* START *
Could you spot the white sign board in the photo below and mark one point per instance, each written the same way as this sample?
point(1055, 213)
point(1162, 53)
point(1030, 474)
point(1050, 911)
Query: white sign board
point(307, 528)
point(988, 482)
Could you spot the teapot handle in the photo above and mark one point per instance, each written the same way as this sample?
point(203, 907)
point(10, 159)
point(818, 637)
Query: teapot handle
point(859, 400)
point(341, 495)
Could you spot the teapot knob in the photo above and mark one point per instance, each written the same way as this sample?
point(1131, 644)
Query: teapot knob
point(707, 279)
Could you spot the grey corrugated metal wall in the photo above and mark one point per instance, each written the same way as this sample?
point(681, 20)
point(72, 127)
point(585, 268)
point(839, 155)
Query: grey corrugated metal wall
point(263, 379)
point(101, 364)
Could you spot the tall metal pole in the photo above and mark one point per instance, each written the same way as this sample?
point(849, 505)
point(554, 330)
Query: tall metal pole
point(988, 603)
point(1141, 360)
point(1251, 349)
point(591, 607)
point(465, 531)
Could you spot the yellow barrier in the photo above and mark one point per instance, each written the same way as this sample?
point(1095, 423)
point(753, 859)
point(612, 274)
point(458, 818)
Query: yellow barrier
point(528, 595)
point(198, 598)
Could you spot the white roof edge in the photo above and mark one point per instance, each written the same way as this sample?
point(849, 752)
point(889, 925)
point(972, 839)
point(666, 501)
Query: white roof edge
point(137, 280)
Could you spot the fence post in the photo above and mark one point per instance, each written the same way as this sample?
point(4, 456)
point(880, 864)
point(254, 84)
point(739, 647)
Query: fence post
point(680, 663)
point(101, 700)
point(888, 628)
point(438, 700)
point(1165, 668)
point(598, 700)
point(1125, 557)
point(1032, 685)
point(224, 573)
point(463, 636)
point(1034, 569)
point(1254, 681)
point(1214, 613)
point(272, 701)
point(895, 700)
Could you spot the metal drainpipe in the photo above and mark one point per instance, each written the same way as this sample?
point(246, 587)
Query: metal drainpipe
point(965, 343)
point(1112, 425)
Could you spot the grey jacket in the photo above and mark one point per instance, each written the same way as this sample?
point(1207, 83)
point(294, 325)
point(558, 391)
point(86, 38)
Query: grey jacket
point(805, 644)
* END *
WHAT IS NEEDED:
Write out again everything from the line containing "Could you spot the fence" through the end of the material, requests included, scaling only the answer point coordinates by 0.5 and rounding each to a whole number, with halves rounded up. Leave the numbers in the requests and their sample points unchanged.

THE ANSWER:
Could you spot the fence post in the photo above and mark one point per instance, each written the same way as this sample?
point(4, 456)
point(880, 864)
point(254, 84)
point(739, 647)
Query: fence post
point(340, 332)
point(51, 350)
point(444, 314)
point(219, 350)
point(583, 334)
point(299, 350)
point(563, 279)
point(516, 343)
point(112, 287)
point(232, 318)
point(517, 285)
point(627, 341)
point(607, 307)
point(136, 351)
point(448, 350)
Could you spot the metal drainpipe in the photo above and mark one point per instance, each written the same way as this sample?
point(246, 587)
Query: metal drainpipe
point(483, 172)
point(556, 213)
Could you spot the grey jacket in the photo above and mark one point per instance, each written the same way as this sample?
point(1207, 83)
point(294, 325)
point(558, 391)
point(86, 38)
Query: grey jacket
point(403, 322)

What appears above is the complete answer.